## Aim
Can you render all of the material below as a two-column CSV headed text and answer, with one row for each thing asked? Put its wording and its answer each in a single quoted field, and turn line breaks into spaces.

##############################

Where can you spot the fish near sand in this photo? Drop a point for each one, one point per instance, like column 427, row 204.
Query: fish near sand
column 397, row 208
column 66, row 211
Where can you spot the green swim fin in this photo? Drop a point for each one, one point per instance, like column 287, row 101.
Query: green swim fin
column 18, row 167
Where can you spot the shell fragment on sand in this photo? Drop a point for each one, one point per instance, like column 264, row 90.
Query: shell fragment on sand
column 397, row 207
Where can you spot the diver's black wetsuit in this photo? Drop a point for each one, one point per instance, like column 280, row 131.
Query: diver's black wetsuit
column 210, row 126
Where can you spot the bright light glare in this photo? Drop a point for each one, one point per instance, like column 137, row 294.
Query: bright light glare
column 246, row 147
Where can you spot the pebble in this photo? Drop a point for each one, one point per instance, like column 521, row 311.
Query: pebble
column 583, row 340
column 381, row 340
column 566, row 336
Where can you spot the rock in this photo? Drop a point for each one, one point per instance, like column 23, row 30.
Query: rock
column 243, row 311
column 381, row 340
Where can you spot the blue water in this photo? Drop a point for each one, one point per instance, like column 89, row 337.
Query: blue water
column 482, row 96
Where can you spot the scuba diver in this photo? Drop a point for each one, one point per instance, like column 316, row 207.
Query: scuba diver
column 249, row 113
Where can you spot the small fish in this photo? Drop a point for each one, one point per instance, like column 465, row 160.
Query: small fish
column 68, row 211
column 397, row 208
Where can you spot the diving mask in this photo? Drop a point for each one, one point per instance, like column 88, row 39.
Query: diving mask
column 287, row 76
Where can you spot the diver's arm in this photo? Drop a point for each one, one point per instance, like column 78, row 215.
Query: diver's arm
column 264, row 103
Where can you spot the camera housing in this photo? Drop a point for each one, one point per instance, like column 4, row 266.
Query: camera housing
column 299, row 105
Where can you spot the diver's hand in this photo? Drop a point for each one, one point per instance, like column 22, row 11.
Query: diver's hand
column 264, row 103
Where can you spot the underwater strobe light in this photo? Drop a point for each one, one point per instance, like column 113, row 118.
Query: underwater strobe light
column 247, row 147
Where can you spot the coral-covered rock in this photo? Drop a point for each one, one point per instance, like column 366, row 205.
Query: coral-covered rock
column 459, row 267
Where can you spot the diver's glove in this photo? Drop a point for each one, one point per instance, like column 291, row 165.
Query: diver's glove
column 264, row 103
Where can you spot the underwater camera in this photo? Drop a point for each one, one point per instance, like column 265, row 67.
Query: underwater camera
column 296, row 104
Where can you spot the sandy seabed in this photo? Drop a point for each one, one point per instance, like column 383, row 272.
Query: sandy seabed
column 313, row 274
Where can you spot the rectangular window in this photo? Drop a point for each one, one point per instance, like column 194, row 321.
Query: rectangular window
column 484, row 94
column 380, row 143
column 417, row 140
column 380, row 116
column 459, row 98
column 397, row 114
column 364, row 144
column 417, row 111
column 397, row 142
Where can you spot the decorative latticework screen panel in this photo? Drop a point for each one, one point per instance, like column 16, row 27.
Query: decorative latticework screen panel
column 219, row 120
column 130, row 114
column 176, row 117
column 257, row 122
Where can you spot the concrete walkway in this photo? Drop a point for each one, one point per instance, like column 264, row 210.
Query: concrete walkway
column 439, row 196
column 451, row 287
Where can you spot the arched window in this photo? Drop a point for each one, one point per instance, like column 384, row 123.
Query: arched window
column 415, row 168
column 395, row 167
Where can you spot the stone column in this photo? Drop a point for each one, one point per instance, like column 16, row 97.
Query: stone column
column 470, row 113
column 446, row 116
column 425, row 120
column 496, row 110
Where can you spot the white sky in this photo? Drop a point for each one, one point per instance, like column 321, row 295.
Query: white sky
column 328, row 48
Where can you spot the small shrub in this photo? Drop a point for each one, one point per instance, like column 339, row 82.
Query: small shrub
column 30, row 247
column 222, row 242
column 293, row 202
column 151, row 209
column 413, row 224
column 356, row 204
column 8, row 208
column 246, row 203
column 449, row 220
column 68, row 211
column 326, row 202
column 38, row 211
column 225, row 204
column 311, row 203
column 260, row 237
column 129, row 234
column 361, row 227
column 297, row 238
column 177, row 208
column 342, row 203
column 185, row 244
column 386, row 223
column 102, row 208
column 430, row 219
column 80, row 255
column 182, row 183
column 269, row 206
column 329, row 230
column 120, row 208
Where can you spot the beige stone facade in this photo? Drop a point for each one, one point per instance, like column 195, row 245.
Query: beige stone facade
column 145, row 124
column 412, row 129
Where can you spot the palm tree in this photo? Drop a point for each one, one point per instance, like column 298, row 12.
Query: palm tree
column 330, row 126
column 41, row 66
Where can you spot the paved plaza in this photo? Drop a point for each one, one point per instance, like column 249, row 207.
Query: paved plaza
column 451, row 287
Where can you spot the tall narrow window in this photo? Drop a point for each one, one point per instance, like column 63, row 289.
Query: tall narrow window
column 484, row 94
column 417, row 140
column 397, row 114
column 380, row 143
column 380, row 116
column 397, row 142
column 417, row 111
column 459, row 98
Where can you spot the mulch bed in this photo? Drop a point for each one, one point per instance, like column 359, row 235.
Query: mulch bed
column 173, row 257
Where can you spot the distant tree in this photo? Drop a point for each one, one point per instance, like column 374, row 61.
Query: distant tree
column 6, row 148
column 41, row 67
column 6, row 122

##############################

## Reply to the task
text,answer
"Where can you spot the fish near sand in this photo? Drop a point for each one, one point per instance, like column 427, row 204. Query: fish near sand","column 397, row 208 column 66, row 211"
"Where can you spot the green swim fin in this photo? Drop a point for each one, one point per instance, like column 287, row 101. Query: green swim fin","column 18, row 167"
"Where can you spot the shell fragment on sand in this photo? Drop a point for each one, one point per instance, like column 264, row 90. Query: shell fragment on sand","column 397, row 207"
"Where can you spot the diver's black wetsuit in this photo? Drop a point for each one, one point per instance, like column 280, row 131. Query: diver's black wetsuit","column 210, row 126"
"Where can you spot the bright light glare in this photo? Drop a point for each one, one point per instance, like column 137, row 294. Query: bright light glare","column 246, row 147"
"Where can you spot the pebble in this photo? Drop a point for each one, one point per instance, like column 521, row 311. Query: pebble","column 583, row 340 column 381, row 340 column 566, row 336"
"Where can you spot the rock in this photo? Drop a point for each one, one point per instance, like column 23, row 30. Query: rock","column 243, row 311 column 381, row 340"
"Where can you spot the blue water in this photo? Drop a point for each one, one point per instance, like column 89, row 337. Query: blue water","column 482, row 96"
"Where can you spot the scuba diver in this photo? Drop a point for each one, one point per instance, like column 316, row 207. Query: scuba diver","column 249, row 113"
"Where can you spot the small fish in this photo? Drop a point for each one, one point per instance, like column 465, row 160. Query: small fish","column 68, row 211 column 397, row 208"
"Where can you spot the diving mask in this photo? Drop a point for each one, one point per instance, like column 88, row 39. Query: diving mask","column 287, row 76"
"Where can you spot the diver's arm in this photo? Drop a point for each one, one point per instance, like column 78, row 215. Query: diver's arm","column 264, row 103"
"Where can you spot the camera housing in this photo? Drop a point for each one, one point per instance, like column 4, row 266. Query: camera housing","column 299, row 105"
"Where can you spot the diver's hand in this photo? Drop a point for each one, one point per instance, like column 22, row 11. Query: diver's hand","column 264, row 103"
"Where can you spot the underwater strobe light in this photo? Drop a point for each one, one point per instance, like column 113, row 118. Query: underwater strobe light","column 247, row 147"
"Where can you spot the coral-covered rock in this photo? Drop a point for each one, one point per instance, like column 366, row 205. Query: coral-covered rock","column 459, row 267"
"Where can you spot the diver's glove in this photo? Drop a point for each one, one point per instance, like column 291, row 165. Query: diver's glove","column 264, row 103"
"Where can you spot the underwater camera in this photo? Drop a point for each one, one point per instance, like column 265, row 67. Query: underwater camera","column 296, row 104"
"Where can you spot the sandy seabed in this photo? Drop a point for each one, one point per instance, like column 383, row 272. Query: sandy seabed","column 313, row 274"
"Where can you spot the rectangular window in this photo? Drop a point for each one, one point per instance, like column 194, row 321. Query: rectangular window","column 484, row 94 column 380, row 143 column 417, row 140 column 380, row 116 column 459, row 98 column 397, row 114 column 364, row 144 column 417, row 111 column 397, row 142"
"Where can you spot the decorative latticework screen panel in this photo? Drop a point for each one, one point per instance, like column 16, row 27. Query: decorative latticework screen panel","column 219, row 120 column 130, row 114 column 176, row 117 column 257, row 122"
"Where can you spot the concrete walkway in this photo? Drop a point for each one, one point per instance, like column 264, row 210. Query: concrete walkway","column 439, row 196 column 451, row 287"
"Where can you spot the arched window in this photo? Drop a point for each one, one point per instance, like column 384, row 123. Query: arched window","column 415, row 168 column 395, row 167"
"Where can you spot the stone column in this photo? Drop a point for each one, one point per instance, like column 16, row 97. Query: stone column","column 470, row 113 column 446, row 116 column 425, row 120 column 496, row 110"
"Where can you spot the white sky in this photo? Drop a point for each one, one point per instance, like column 321, row 295. Query: white sky","column 328, row 48"
"Where can you spot the small shrub in this photo? Drop a point for each one, one point per instance, like column 339, row 82. Query: small shrub","column 30, row 247 column 222, row 242 column 293, row 202 column 151, row 209 column 413, row 224 column 356, row 204 column 8, row 208 column 246, row 203 column 449, row 220 column 68, row 211 column 326, row 202 column 38, row 211 column 225, row 204 column 311, row 203 column 260, row 237 column 129, row 234 column 361, row 227 column 297, row 238 column 177, row 208 column 342, row 203 column 185, row 244 column 386, row 223 column 102, row 208 column 430, row 219 column 80, row 255 column 182, row 183 column 269, row 206 column 329, row 230 column 120, row 208"
"Where can you spot the beige stone facade in this photo? Drop a point for each one, one point per instance, like column 195, row 245. Query: beige stone facade","column 145, row 124 column 412, row 129"
"Where can you spot the palm tree in this photo? Drop a point for each one, one point per instance, like column 298, row 12. Query: palm tree","column 330, row 126 column 41, row 66"
"Where can you spot the paved plaza in this photo? Drop a point for each one, one point per instance, like column 249, row 207. Query: paved plaza","column 451, row 287"
"Where can you spot the tall narrow window in this photo? Drop a point for each one, one point per instance, like column 63, row 289. Query: tall narrow window","column 484, row 94 column 417, row 140 column 397, row 114 column 380, row 143 column 380, row 116 column 397, row 142 column 417, row 111 column 459, row 98"
"Where can you spot the mulch bed in this photo? Drop a point for each one, one point per instance, like column 359, row 235. Query: mulch bed","column 173, row 257"
"Where can you spot the distant tree in this photo? Drop a point for each one, one point per instance, like column 374, row 61. Query: distant tree","column 6, row 148 column 41, row 67 column 6, row 122"